--- START ---

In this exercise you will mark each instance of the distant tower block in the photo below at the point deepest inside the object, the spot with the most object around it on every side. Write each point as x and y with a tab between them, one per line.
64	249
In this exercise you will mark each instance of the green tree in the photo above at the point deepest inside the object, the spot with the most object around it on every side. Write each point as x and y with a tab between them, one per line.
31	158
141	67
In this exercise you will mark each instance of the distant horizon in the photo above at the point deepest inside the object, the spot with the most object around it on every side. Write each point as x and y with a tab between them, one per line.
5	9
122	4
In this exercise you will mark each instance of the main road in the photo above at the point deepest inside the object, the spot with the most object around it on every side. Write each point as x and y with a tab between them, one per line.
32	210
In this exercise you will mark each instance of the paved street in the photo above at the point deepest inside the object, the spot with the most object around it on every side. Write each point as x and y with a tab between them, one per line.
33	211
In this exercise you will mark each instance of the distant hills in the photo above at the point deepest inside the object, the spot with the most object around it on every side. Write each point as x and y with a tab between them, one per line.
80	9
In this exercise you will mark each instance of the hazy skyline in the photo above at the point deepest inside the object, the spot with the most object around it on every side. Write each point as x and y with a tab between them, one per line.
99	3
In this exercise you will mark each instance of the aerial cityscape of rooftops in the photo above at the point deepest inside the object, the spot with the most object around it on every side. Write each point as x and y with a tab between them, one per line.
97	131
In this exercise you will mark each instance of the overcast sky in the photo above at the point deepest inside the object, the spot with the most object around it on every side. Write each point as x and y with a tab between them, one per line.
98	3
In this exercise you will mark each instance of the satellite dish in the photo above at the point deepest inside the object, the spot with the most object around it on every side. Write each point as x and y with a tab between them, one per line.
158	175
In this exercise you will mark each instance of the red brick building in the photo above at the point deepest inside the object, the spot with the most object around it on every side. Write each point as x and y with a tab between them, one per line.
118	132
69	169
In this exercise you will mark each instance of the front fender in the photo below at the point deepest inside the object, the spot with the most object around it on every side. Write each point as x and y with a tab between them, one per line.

--- END ---

* [About this task] Give back the data exactly.

* [Written response]
In this exercise you will mark each instance of the distant tower block in the photo below at the point deepest inside the object, the spot with the most object around it on every side. Write each point as x and y with a tab between them, one per line.
64	249
In this exercise you will mark each instance of the green tree in the photo above at the point deepest inside the object, the spot with the most object around it on every side. Write each point as x and y with a tab between them, one per line.
31	158
141	67
In this exercise you will mark each instance of the distant horizon in the photo above at the point deepest inside the object, the spot with the most object around it on every side. Write each point as x and y with a tab between them, one per line.
5	9
122	4
In this exercise you will mark each instance of the main road in the photo above at the point deepest inside the object, the spot with the most object around it on every side. Write each point as x and y with a tab between them, one per line.
32	210
In this exercise you will mark each instance of the paved street in the photo above at the point deepest inside the object, the spot with the most object around it on every side. Write each point as x and y with a tab between them, one per line.
33	211
In this exercise you will mark each instance of the distant hills in the photo above at the point deepest inside the object, the spot with the most object around it on every side. Write each point as x and y with a tab between them, one per line.
80	9
In this exercise you will mark each instance of the hazy skyline in the photo above at the point deepest inside the object, the spot with the most object around it on every side. Write each point as x and y with a tab between them, one per line.
99	3
In this exercise you will mark each instance of the aerial cityscape of rooftops in the photo above at the point deepest inside the object, the spot with the most object around it on every side. Write each point as x and y with a tab between them, one per line.
97	131
In this exercise you will mark each instance of the overcast sky in the photo above at the point deepest inside the object, the spot with the most object around it on every side. Write each point as x and y with a tab between them, one per line.
98	3
In this exercise you will mark each instance of the satellite dish in the photo above at the point deepest inside the object, the spot with the most object around it on every side. Write each point as x and y with a tab between them, one per line.
158	175
In this exercise you will mark each instance of the red brick building in the photo above at the point deepest inside the object, the spot with the most object around it on every side. Write each point as x and y with a tab between them, one per line.
118	132
69	169
In this exercise you will mark each instance of the front fender in the photo below at the point deepest inside the object, the spot with the most object around it on every side. Write each point as x and y with a tab between them, one per line.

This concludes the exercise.